» Gösterilen Metin
════════════════════
1 - son zamanlarda dinlediğiniz en güzel albüm?
2 - son zamanlarda sizi en çok şaşırtan/heyecanlandıran grup/veya albüm?
3 - son zamanlarda sıklıkla dinlediğiniz grup/albüm?
4 - yeni çıkmış gruplardan en beğendiğiniz hangisi?
5 - türk müzik piyasası ve gidişatı hakkındaki düşünceleriniz nelerdir?

bay okhanın cevapları şöyle:

1) kesinlikle Opeth-Watershed
2) Metallica - Death Magnetic
3) The Flaming Lips - Yoshimi Battles the Pink Robots
4) Crippled Black Phoenix! gerçi sabit bir gruptan çok yan proje gibi ama (Mogwai ve Electric Wizard grubundan elemanlar) bu kadar güzel müzik yapıyolarsa eğer devamı gelir diye düşünüyorum, ümitliyim.(gerçi bu 2007de çıkmış bir grup ama,yeni sayılır. 2008de çıkanlardan yorum yapacak kadar dinlemişliğim yok)
5) Türk piyasasıyla istisnalar haricinde işim olmaz.yapılan müziği genel olarak çok komik buluyorum. ama Erkan Oğur, MFÖ gibi istisnalar gerçekten çok değerli benim için. Yasemin Mori de yeniler arasından sıyrılan tek isim...

bay ilkayın cevapları şöyle

1) Blotted Science - The Machinations Of Dementia
2) Metallica
3) Blotted Science - The Machinations Of Dementia
4) TesseracT
5) Türkiye'de müzik dünya genelinde olduğu gibi popularizmin arkasına takılıp gitmekte. fakat dünya standartlarından farklı olarak türk dinleyicisinin müzikalitesi daha alt seviyede. yani dinlediğinden çok söyleyene önem vermiş durumda. bunu bilen müzik üreticileri ve productorlerde kalite için değil reklam için emek sarfetmekteler. fakat arkamıza baktığımızda yinede durumun eskisi kadar kötü olmadığını görüyoruz.zira özellikle yaz döneminde ülkemiz birçok müzik türünde bir çok ismi ağırlamakta. festival sayısı geçtiğimiz yıllara göre bir hayli fazla. örneğin rock n coke, masstival, one love gibi festivaller tarzı olan önemli festivaller. bunlar dışında türünün birçok önemli ismi türkiyeyi sık sık ziyaret etmkete. geleceğe dair bişey söylemek gerekirse bu tip organizasyonlar türk dinlecisinin kulağını daha kaliteli ve emek sarfedilmiş müziklere alıştıracağı için populer muziği bile bir standartta isteyecek insanlar. ya da biz öyle umuyoruz.
════════════════════
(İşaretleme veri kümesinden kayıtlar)
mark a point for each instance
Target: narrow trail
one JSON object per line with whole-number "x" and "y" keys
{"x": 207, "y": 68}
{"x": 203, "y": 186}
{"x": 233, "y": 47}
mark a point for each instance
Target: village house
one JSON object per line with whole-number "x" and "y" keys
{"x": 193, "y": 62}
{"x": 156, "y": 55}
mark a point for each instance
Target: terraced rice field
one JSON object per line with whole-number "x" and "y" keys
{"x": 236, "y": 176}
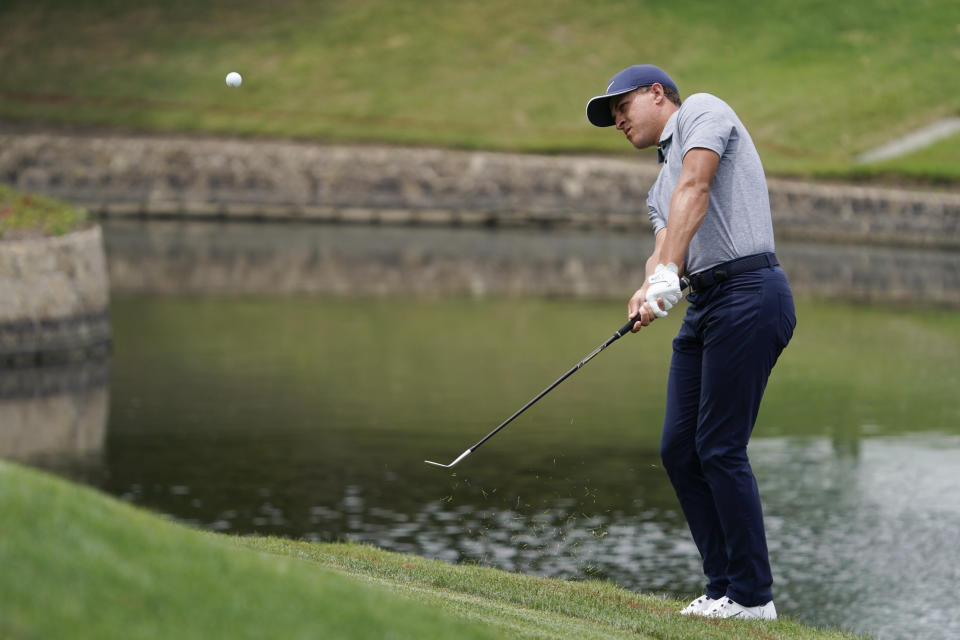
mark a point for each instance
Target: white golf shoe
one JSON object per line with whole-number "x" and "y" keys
{"x": 727, "y": 608}
{"x": 698, "y": 607}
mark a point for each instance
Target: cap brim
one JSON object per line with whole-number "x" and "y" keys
{"x": 598, "y": 109}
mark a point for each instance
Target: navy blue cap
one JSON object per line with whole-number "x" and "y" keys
{"x": 639, "y": 75}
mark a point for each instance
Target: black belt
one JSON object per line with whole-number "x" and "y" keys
{"x": 715, "y": 275}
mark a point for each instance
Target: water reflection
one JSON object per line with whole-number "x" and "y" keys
{"x": 310, "y": 419}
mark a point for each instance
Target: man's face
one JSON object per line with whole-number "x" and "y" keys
{"x": 634, "y": 113}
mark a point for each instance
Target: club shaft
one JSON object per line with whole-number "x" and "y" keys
{"x": 569, "y": 373}
{"x": 684, "y": 283}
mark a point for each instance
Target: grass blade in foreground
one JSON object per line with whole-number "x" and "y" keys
{"x": 80, "y": 564}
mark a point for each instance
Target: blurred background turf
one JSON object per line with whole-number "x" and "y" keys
{"x": 817, "y": 82}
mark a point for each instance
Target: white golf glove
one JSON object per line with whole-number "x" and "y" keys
{"x": 665, "y": 285}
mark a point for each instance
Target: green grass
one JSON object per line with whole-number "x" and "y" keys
{"x": 816, "y": 82}
{"x": 79, "y": 564}
{"x": 24, "y": 214}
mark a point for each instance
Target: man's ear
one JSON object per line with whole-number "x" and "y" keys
{"x": 658, "y": 94}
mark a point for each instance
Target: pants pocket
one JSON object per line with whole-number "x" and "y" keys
{"x": 788, "y": 319}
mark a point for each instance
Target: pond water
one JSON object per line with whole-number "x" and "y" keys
{"x": 311, "y": 418}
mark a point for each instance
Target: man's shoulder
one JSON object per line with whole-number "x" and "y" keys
{"x": 699, "y": 102}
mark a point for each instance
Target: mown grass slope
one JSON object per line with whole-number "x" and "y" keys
{"x": 29, "y": 215}
{"x": 817, "y": 82}
{"x": 79, "y": 564}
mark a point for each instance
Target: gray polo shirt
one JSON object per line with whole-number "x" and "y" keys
{"x": 738, "y": 221}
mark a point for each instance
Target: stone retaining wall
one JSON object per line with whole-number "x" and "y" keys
{"x": 54, "y": 298}
{"x": 194, "y": 177}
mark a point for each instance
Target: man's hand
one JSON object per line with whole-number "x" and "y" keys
{"x": 663, "y": 287}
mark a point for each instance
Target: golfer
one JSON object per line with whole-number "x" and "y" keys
════════════════════
» Yönergeler
**1.** Müzik anketi metnine göre aşağıdaki soruları kısaca yanıtlayın.
(a) Bay Okhan, kendisini en çok şaşırtan ya da heyecanlandıran grup veya albüm olarak neyi yazmış?
(b) Bay İlkay, yeni çıkmış gruplardan en çok hangisini beğeniyor?
(c) Bay İlkay, tarzı olan önemli festivallere örnek olarak hangilerini sayıyor?
**2.** Aşağıdaki ifadelerin müzik anketi metniyle uyuşup uyuşmadığını belirtin ve her biri için metinden belirleyici sözleri aktarın.
(a) Bay Okhan, Crippled Black Phoenix'in 2008'de çıktığını söylüyor.
(b) Bay Okhan, Yasemin Mori'yi yeniler arasından sıyrılan tek isim olarak görüyor.
(c) Bay İlkay'a göre festival sayısı geçmiş yıllara göre azalmıştır.
Bu malzeme, metinden ayrı ve bağımsız bir kaynaktır.

» Görev Bazında Sonuçlar
**1.**
(a) Metallica - Death Magnetic
(b) TesseracT
(c) Rock n Coke, Masstival ve One Love

**2.**
(a) Hayır: "gerçi bu 2007de çıkmış bir grup ama,yeni sayılır."
(b) Evet: "Yasemin Mori de yeniler arasından sıyrılan tek isim..."
(c) Hayır: "festival sayısı geçtiğimiz yıllara göre bir hayli fazla."